→ **Set problem**: Reproduce the part of the tax quiz that opens with the words containing "D. S corporation" and closes with "default classification ignored.".

→ **Document**:
Determining congressional intent


1.Regulations are
A. equal in authority to legislation if statutory
B. equal in authority to legislation
C. presumed to be valid and to have almost the same weight as the IRC
D. equal in authority to legislation if interpretative

2) Which of the following statements regarding proposed regulations is not correct?
A. Practitioners and other interested parties may comment on proposed regulations.
B. Proposed regulations expire after 3 years.
C. Proposed and temporary regulations are generally issued simultaneously.
D. Proposed regulations do not provide any insight into the IRS's interpretation of the tax law.

3) Identify which of the following statements is false.
A. Members from both the House and the Senate are on the Conference Committee.
B. When tax advisors speak of the tax law, they usually have in mind just the Internal Revenue Code.
C. Records of committee hearings are helpful in determining Congressional intent.
D. All are false.

4) Which of the following statements about a partnership is true?
A. Partners are taxed on distributions from a partnership.
B. A partnership is a taxpaying entity.
C. Partners are taxed on their allocable share of income whether it is distributed or not.
D. Partners are considered employees of the partnership.

5) Which of the following statements is incorrect?
A. The number of S corporation shareholders is unlimited.
B. S corporations must allocate income and expenses to their shareholders based on their proportionate ownership interest.
C. S corporation income is taxed to shareholders when earned.
D. S corporation losses can offset shareholder income from other sources.

6) Which of the following statements is incorrect?
A. Limited partners' liability for partnership debt is limited to their amount of investment.
B. In a general partnership, all partners have unlimited liability for partnership debts.
C. In a limited partnership, all partners participate in managerial decision-making.
D. All of the statements are correct.

7) Three members form an LLC in the current year. Which of the following statements is incorrect?
A. The LLC can elect to have its default classification ignored.
B. The LLC's default classification under the check-the-box rules is as a partnership.
C. The LLC can elect to be taxed as a C corporation with no special tax consequences.

[Records excerpted from a collection]
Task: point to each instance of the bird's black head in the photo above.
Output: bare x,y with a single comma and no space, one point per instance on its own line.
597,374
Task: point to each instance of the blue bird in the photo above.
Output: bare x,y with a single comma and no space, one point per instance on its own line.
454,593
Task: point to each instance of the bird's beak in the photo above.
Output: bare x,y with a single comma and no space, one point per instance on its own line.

→ **Answer to the problem**:
D. S corporation losses can offset shareholder income from other sources.

6) Which of the following statements is incorrect?
A. Limited partners' liability for partnership debt is limited to their amount of investment.
B. In a general partnership, all partners have unlimited liability for partnership debts.
C. In a limited partnership, all partners participate in managerial decision-making.
D. All of the statements are correct.

7) Three members form an LLC in the current year. Which of the following statements is incorrect?
A. The LLC can elect to have its default classification ignored.